Work to be completed: Please find every line in the entries below that contains the string "woman", and copy it.

Available data:
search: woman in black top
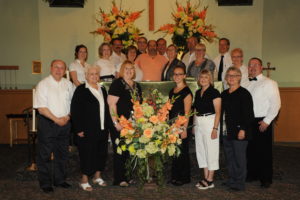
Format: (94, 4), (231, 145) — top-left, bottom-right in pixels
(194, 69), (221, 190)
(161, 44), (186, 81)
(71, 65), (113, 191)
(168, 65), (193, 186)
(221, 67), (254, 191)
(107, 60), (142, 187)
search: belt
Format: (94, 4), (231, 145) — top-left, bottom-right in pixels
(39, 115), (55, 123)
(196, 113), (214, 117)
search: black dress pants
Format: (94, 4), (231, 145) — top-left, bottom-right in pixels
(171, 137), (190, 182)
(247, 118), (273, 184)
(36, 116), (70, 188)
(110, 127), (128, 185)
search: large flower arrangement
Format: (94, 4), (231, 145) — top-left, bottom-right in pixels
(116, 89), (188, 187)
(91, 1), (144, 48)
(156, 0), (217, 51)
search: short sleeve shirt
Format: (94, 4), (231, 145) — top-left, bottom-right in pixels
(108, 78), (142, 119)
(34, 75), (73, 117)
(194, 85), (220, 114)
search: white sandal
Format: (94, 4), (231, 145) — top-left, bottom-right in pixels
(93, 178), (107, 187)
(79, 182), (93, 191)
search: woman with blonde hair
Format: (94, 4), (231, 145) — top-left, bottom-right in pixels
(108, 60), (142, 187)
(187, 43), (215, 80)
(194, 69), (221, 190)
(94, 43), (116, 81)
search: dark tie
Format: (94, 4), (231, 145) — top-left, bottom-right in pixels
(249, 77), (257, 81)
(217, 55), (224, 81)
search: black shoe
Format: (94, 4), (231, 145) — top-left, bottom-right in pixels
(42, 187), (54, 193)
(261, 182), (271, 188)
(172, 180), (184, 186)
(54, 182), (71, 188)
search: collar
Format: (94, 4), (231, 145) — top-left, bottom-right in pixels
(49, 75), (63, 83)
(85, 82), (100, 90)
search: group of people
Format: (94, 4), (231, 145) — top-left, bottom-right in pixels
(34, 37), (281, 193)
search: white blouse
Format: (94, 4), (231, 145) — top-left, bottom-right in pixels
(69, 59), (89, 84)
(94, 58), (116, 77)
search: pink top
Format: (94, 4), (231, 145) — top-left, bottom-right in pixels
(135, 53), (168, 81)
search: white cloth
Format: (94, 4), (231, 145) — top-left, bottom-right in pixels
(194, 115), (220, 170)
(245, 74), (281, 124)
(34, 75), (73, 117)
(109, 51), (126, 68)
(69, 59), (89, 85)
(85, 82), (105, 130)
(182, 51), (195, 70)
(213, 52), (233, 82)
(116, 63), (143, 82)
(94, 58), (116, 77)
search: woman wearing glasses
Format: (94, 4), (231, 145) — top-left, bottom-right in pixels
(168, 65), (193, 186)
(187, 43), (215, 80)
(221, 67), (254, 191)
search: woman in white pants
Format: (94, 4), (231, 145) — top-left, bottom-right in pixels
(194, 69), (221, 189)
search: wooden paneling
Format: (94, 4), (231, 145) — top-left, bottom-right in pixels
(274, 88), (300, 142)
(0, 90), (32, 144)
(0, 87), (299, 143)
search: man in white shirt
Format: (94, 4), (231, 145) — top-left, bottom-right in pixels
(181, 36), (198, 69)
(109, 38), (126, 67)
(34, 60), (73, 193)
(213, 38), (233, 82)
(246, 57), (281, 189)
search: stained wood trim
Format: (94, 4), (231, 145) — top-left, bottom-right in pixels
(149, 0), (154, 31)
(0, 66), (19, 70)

* * *

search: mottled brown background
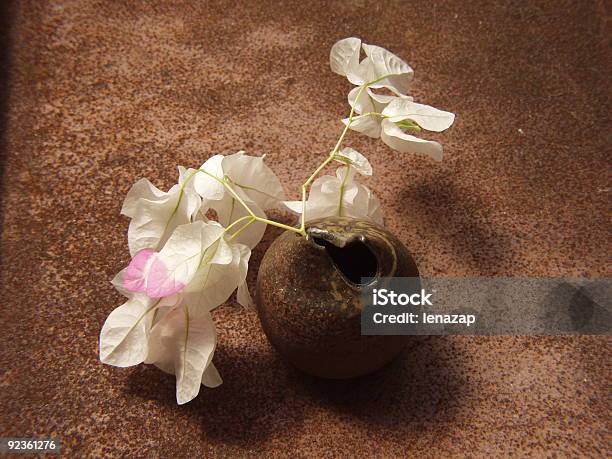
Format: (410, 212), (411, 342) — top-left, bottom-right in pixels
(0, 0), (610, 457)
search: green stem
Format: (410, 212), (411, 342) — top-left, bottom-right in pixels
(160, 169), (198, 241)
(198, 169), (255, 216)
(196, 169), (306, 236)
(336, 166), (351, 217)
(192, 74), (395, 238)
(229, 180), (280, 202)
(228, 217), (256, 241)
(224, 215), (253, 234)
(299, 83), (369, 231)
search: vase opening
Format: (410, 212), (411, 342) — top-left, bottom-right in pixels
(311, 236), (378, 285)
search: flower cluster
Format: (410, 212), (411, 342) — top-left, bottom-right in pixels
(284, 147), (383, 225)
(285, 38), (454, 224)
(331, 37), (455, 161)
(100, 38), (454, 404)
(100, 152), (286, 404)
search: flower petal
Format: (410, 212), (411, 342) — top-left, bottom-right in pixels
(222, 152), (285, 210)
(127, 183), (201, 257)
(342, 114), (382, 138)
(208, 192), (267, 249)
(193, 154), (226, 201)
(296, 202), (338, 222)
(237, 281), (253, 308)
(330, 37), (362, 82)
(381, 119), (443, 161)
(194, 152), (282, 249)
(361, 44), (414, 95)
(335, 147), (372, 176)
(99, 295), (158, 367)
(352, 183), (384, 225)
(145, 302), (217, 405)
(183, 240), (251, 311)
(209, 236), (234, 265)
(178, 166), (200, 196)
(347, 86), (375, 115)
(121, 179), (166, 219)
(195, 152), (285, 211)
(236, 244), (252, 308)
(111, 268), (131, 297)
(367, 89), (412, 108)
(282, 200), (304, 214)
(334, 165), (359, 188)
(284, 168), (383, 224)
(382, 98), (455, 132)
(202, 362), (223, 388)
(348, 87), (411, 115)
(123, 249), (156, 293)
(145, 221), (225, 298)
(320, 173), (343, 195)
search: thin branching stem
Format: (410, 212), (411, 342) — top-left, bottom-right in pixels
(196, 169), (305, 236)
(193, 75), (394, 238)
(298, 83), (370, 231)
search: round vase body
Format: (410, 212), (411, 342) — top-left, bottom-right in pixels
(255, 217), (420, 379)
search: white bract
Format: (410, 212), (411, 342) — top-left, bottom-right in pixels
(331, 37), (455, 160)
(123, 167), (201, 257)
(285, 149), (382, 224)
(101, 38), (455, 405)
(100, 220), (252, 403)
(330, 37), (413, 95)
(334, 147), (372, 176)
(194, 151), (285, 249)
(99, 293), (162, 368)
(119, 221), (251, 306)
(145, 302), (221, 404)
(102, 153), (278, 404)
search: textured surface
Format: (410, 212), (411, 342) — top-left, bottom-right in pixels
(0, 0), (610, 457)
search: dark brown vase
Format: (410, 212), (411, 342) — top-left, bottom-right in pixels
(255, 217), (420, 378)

...

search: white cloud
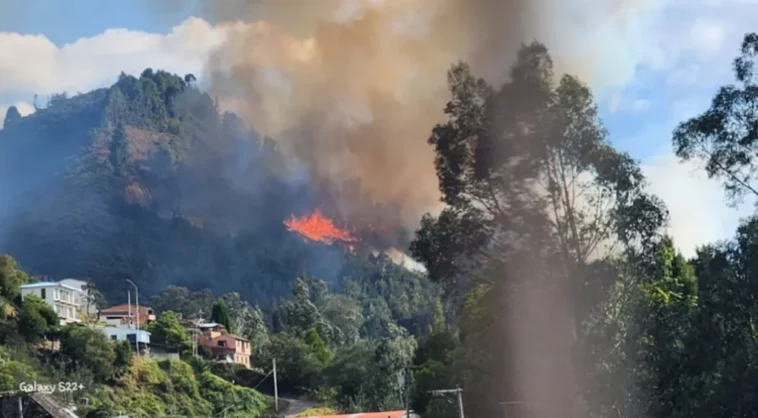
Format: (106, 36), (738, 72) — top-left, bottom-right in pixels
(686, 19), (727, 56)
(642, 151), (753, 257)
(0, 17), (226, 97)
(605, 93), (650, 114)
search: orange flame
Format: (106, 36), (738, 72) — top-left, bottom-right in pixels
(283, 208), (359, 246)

Task answer:
search: woman in black top
search: woman with blonde hair
search: woman wearing glasses
search: woman in white pants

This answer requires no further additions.